* _Directive_: Put the lines of the material from the line with "trace **white house wall**" up to and including the line with "654], [621, 717]]" into a Markdown table with the columns Row and Entry, omitting blank lines. Give Row the line's number in order and Entry the line itself.

Begin Information supplied

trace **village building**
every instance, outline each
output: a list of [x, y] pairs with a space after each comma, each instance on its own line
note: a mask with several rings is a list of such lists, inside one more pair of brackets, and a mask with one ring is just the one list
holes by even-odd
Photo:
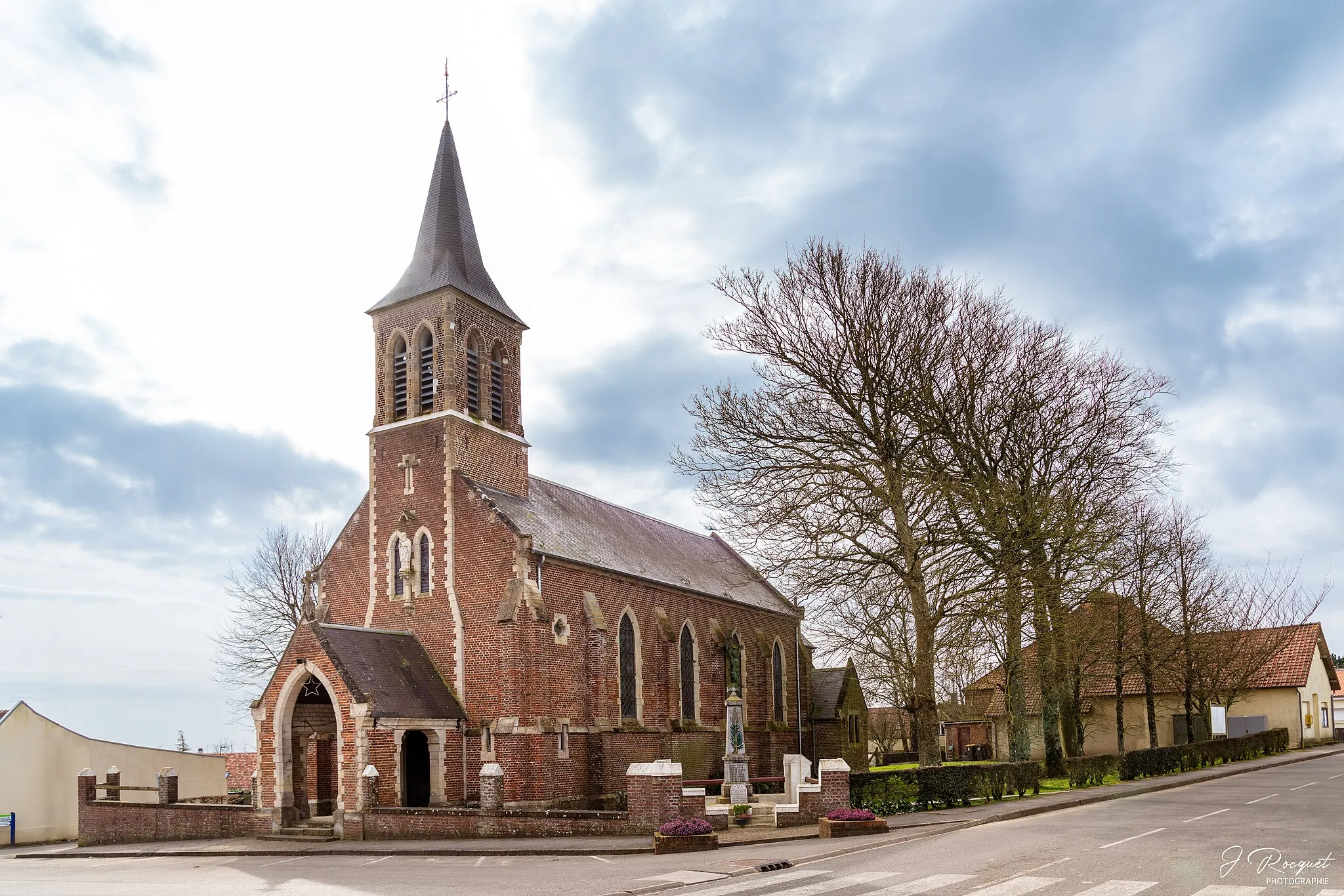
[[[1090, 607], [1085, 606], [1083, 611]], [[1320, 623], [1309, 622], [1282, 629], [1251, 629], [1232, 633], [1207, 633], [1198, 635], [1204, 656], [1218, 657], [1239, 647], [1250, 647], [1250, 656], [1257, 657], [1254, 669], [1246, 670], [1239, 693], [1226, 711], [1226, 736], [1239, 736], [1286, 728], [1289, 747], [1310, 746], [1331, 742], [1335, 732], [1331, 728], [1331, 695], [1340, 686], [1325, 634]], [[1269, 645], [1261, 652], [1255, 645]], [[1036, 645], [1023, 649], [1023, 669], [1025, 672], [1027, 720], [1031, 731], [1032, 758], [1044, 758], [1044, 743], [1040, 729], [1040, 685], [1035, 677]], [[1230, 669], [1236, 669], [1228, 662]], [[1106, 652], [1093, 649], [1079, 658], [1078, 703], [1083, 728], [1083, 755], [1097, 756], [1118, 751], [1116, 704], [1124, 701], [1125, 750], [1140, 750], [1149, 746], [1146, 693], [1142, 676], [1133, 662], [1122, 669], [1121, 689], [1117, 695], [1116, 668]], [[1216, 673], [1215, 673], [1216, 674]], [[1192, 737], [1185, 732], [1185, 699], [1183, 677], [1177, 664], [1168, 660], [1153, 676], [1153, 703], [1157, 723], [1157, 746], [1169, 747], [1204, 740], [1210, 736], [1223, 736], [1206, 729], [1204, 717], [1196, 708]], [[1004, 692], [1004, 668], [1000, 665], [974, 681], [965, 689], [968, 717], [984, 721], [972, 732], [982, 737], [995, 759], [1008, 756], [1008, 724]], [[969, 723], [962, 723], [969, 728]], [[958, 743], [962, 751], [969, 743]], [[978, 755], [978, 754], [977, 754]]]
[[274, 823], [359, 836], [372, 805], [476, 805], [496, 766], [517, 809], [616, 807], [630, 763], [720, 778], [726, 649], [751, 776], [816, 759], [801, 609], [716, 535], [530, 473], [527, 325], [485, 270], [448, 122], [410, 266], [368, 314], [368, 493], [253, 704]]
[[[16, 844], [78, 834], [75, 776], [86, 768], [108, 783], [124, 785], [125, 790], [103, 787], [101, 794], [128, 803], [156, 803], [159, 776], [165, 770], [172, 770], [181, 801], [224, 802], [228, 790], [223, 756], [86, 737], [23, 700], [8, 712], [0, 711], [0, 815], [13, 813]], [[9, 844], [9, 833], [0, 832], [0, 845]]]

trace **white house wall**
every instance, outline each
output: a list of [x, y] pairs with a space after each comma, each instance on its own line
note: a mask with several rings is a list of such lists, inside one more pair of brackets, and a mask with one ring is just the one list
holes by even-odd
[[[179, 799], [227, 793], [223, 756], [94, 740], [19, 703], [0, 719], [0, 814], [16, 813], [16, 842], [74, 840], [79, 833], [75, 776], [93, 768], [101, 783], [110, 766], [121, 771], [122, 785], [149, 787], [159, 770], [171, 766], [177, 771]], [[156, 802], [159, 795], [129, 790], [122, 799]]]

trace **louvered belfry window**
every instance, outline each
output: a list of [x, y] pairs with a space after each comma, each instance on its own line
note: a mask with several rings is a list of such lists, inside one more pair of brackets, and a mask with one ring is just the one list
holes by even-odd
[[504, 359], [491, 352], [491, 422], [504, 426]]
[[421, 535], [421, 594], [429, 591], [429, 567], [430, 567], [429, 536], [422, 533]]
[[691, 626], [681, 626], [681, 717], [695, 721], [695, 638]]
[[401, 336], [392, 347], [392, 416], [406, 416], [406, 340]]
[[421, 412], [434, 410], [434, 337], [421, 334]]
[[466, 340], [466, 412], [481, 415], [481, 352], [474, 336]]
[[784, 721], [784, 652], [780, 650], [778, 643], [774, 645], [771, 670], [774, 672], [774, 720]]
[[634, 719], [638, 716], [638, 701], [634, 696], [634, 623], [630, 622], [628, 613], [621, 617], [617, 649], [621, 654], [621, 717]]

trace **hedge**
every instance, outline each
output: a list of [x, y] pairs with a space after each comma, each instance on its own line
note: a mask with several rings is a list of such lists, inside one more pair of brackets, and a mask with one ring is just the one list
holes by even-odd
[[972, 799], [1003, 799], [1040, 793], [1039, 762], [952, 763], [933, 768], [860, 771], [849, 775], [849, 805], [892, 815], [929, 806], [969, 806]]
[[1064, 760], [1070, 787], [1095, 787], [1106, 783], [1106, 775], [1114, 775], [1120, 767], [1120, 756], [1075, 756]]
[[1257, 756], [1267, 756], [1269, 754], [1285, 752], [1286, 750], [1288, 728], [1273, 728], [1242, 737], [1200, 740], [1175, 747], [1130, 750], [1120, 760], [1120, 778], [1121, 780], [1153, 778], [1173, 771], [1203, 768], [1219, 762], [1226, 764], [1242, 759], [1255, 759]]

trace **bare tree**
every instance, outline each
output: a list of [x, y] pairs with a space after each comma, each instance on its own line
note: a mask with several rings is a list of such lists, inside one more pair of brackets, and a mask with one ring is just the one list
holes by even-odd
[[813, 240], [774, 283], [745, 270], [715, 286], [742, 314], [708, 334], [755, 357], [759, 384], [698, 394], [696, 433], [673, 462], [699, 477], [716, 525], [812, 606], [882, 595], [909, 614], [919, 760], [938, 764], [938, 633], [984, 575], [953, 537], [929, 434], [909, 408], [974, 282]]
[[224, 576], [228, 617], [215, 634], [215, 680], [238, 696], [238, 715], [257, 696], [298, 626], [305, 578], [327, 557], [331, 536], [285, 524], [266, 529], [251, 557]]

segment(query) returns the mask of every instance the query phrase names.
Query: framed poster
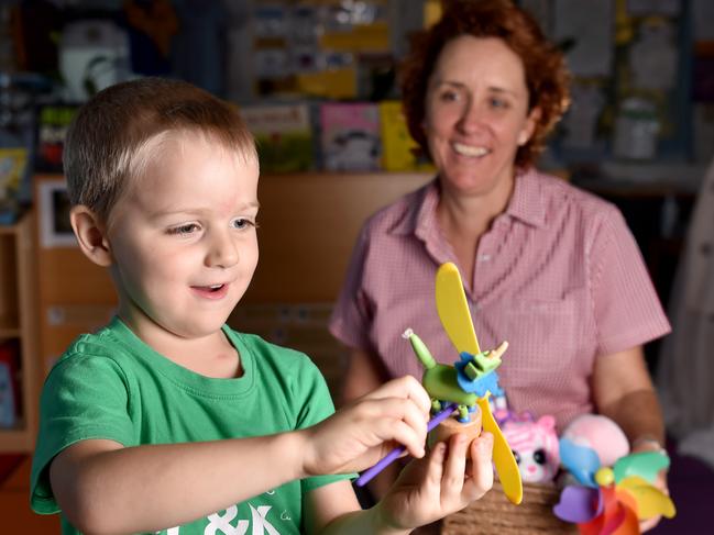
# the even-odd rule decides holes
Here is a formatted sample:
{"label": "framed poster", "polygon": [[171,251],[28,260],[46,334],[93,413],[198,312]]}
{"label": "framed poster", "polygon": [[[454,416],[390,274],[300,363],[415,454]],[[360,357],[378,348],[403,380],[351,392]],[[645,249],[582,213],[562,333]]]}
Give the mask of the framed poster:
{"label": "framed poster", "polygon": [[43,179],[37,183],[41,247],[77,246],[69,223],[70,208],[67,183],[64,178]]}

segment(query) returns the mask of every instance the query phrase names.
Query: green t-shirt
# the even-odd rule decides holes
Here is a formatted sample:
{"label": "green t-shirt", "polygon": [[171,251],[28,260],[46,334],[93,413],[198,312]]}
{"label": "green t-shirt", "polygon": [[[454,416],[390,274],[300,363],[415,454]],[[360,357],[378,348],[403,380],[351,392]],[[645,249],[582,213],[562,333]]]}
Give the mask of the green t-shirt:
{"label": "green t-shirt", "polygon": [[[176,365],[118,317],[96,334],[77,338],[42,391],[32,509],[59,511],[47,468],[55,455],[78,441],[108,438],[129,447],[262,436],[307,427],[332,414],[325,380],[307,356],[228,326],[223,333],[241,356],[244,374],[237,379],[212,379]],[[300,533],[303,495],[345,477],[285,483],[158,533]],[[63,526],[64,533],[78,533],[65,519]]]}

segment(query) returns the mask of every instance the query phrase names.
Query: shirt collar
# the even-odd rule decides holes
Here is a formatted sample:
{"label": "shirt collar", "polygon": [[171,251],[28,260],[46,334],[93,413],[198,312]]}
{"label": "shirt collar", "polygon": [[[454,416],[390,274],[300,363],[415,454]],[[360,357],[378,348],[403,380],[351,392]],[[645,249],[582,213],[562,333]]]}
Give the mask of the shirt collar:
{"label": "shirt collar", "polygon": [[[439,203],[439,180],[435,179],[411,193],[407,213],[394,227],[395,234],[414,234],[426,241],[438,231],[437,204]],[[546,224],[546,201],[538,183],[538,171],[530,168],[516,174],[513,196],[505,213],[524,223],[540,227]]]}
{"label": "shirt collar", "polygon": [[530,168],[516,174],[506,213],[531,226],[540,227],[546,224],[546,200],[538,182],[537,170]]}

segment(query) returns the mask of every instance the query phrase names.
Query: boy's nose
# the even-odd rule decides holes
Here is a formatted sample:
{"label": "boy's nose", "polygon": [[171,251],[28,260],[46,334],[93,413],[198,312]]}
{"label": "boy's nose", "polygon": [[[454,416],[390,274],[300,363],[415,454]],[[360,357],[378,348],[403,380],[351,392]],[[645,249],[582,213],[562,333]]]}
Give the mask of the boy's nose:
{"label": "boy's nose", "polygon": [[228,232],[213,232],[206,255],[209,267],[231,267],[238,263],[238,247]]}

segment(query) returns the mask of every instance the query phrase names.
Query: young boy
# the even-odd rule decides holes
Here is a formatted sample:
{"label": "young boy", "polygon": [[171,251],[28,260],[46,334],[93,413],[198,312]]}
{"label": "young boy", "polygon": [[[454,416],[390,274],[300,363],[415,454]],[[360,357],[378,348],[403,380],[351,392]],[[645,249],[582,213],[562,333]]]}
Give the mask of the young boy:
{"label": "young boy", "polygon": [[[46,379],[35,511],[62,511],[65,533],[408,533],[491,487],[487,434],[425,456],[416,380],[331,415],[305,355],[224,324],[257,263],[257,158],[233,108],[175,80],[117,85],[79,111],[64,163],[77,242],[119,309]],[[397,443],[419,460],[362,511],[340,473]]]}

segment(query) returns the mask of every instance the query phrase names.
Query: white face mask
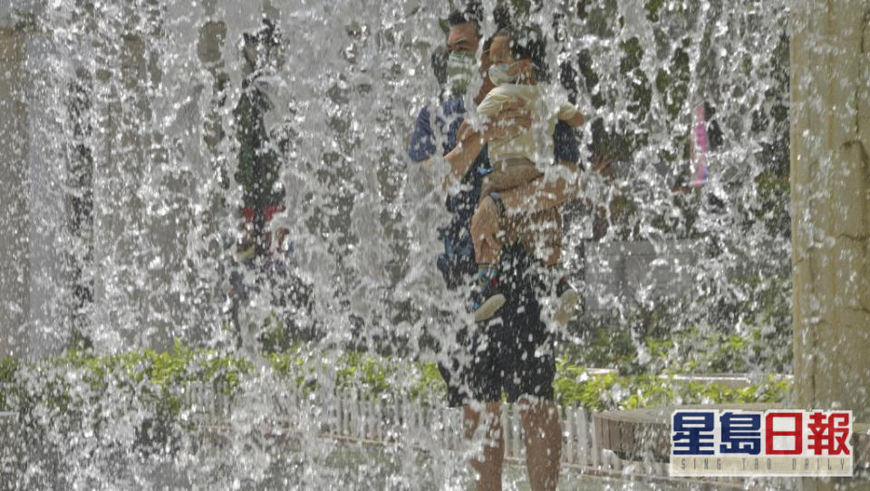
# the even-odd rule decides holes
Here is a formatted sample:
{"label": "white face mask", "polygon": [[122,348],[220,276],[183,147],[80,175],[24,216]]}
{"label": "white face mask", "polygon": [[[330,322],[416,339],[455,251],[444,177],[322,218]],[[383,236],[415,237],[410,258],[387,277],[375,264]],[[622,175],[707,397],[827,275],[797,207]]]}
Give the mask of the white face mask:
{"label": "white face mask", "polygon": [[492,81],[495,85],[504,85],[505,83],[517,82],[517,75],[508,74],[508,71],[515,64],[517,63],[499,63],[490,66],[488,71],[489,80]]}

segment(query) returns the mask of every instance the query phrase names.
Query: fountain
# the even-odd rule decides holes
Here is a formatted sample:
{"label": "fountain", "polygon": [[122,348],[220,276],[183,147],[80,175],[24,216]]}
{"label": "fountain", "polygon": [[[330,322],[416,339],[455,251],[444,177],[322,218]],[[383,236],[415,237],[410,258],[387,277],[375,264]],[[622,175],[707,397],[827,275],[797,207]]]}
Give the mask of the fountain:
{"label": "fountain", "polygon": [[[31,444],[0,486],[469,486],[432,364],[464,307],[406,156],[450,4],[0,3],[0,428]],[[563,486],[668,488],[604,409],[788,387],[792,343],[794,399],[757,399],[868,421],[866,8],[491,0],[486,33],[498,4],[588,116]]]}

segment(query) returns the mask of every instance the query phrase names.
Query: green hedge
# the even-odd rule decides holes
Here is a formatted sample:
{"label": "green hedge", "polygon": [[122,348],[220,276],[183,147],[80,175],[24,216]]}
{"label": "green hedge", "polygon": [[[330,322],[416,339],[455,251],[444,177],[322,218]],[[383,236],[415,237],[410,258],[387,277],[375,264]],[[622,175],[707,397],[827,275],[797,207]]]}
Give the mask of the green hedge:
{"label": "green hedge", "polygon": [[[728,341],[723,349],[739,348],[735,342]],[[660,348],[668,345],[662,342]],[[412,399],[431,405],[444,401],[446,386],[432,362],[304,347],[271,353],[266,360],[279,380],[304,390],[320,386],[335,392],[356,391],[354,397]],[[89,426],[99,436],[112,418],[138,407],[149,417],[136,430],[137,444],[171,448],[193,429],[184,416],[189,409],[182,400],[185,388],[206,383],[232,395],[243,381],[262,376],[253,369],[251,361],[239,356],[191,349],[180,342],[167,352],[143,350],[98,356],[70,351],[39,364],[6,358],[0,360],[0,410],[18,411],[36,437],[46,425],[55,431]],[[788,381],[773,376],[745,389],[732,389],[720,383],[674,381],[668,378],[676,373],[672,370],[590,374],[570,357],[558,359],[556,371],[558,402],[593,411],[674,403],[776,402],[789,390]],[[666,376],[662,378],[661,373]]]}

End Information supplied

* _Answer to this task_:
| Row | Entry |
|---|---|
| 1 | trace **white house wall** |
| 2 | every instance, outline each |
| 3 | output: a list of [x, y] pairs with a space after each comma, each instance on its own line |
| 4 | note: a mask with several rings is a list of such lists, inside one more pair of brackets, and a mask with one ring is just the one list |
| 5 | holes by even-odd |
| 6 | [[[179, 799], [227, 793], [223, 756], [94, 740], [19, 703], [0, 719], [0, 814], [16, 813], [16, 842], [74, 840], [79, 833], [75, 776], [93, 768], [101, 783], [110, 766], [121, 771], [122, 785], [149, 787], [159, 770], [171, 766], [177, 771]], [[156, 802], [159, 795], [129, 790], [122, 799]]] |
| 7 | trace **louvered belfry window** |
| 8 | every instance, outline each |
| 9 | output: a list of [x, y] pairs with a space after each comma, each instance on its own line |
| 10 | note: a mask with several rings is a list of such lists, inside one more pair of brackets, and a mask with one ring is just the one list |
| 11 | holes by even-odd |
| 12 | [[504, 359], [491, 352], [491, 422], [504, 426]] |
| 13 | [[421, 535], [421, 594], [429, 591], [429, 567], [430, 567], [429, 536], [422, 533]] |
| 14 | [[691, 626], [681, 626], [681, 717], [695, 721], [695, 638]] |
| 15 | [[401, 336], [392, 347], [392, 416], [406, 416], [406, 340]] |
| 16 | [[421, 412], [434, 410], [434, 337], [421, 334]] |
| 17 | [[466, 340], [466, 412], [481, 415], [481, 352], [474, 336]] |
| 18 | [[784, 721], [784, 652], [780, 650], [778, 643], [774, 645], [771, 670], [774, 672], [774, 720]] |
| 19 | [[634, 719], [638, 716], [638, 701], [634, 696], [634, 623], [630, 622], [628, 613], [621, 617], [617, 649], [621, 654], [621, 717]] |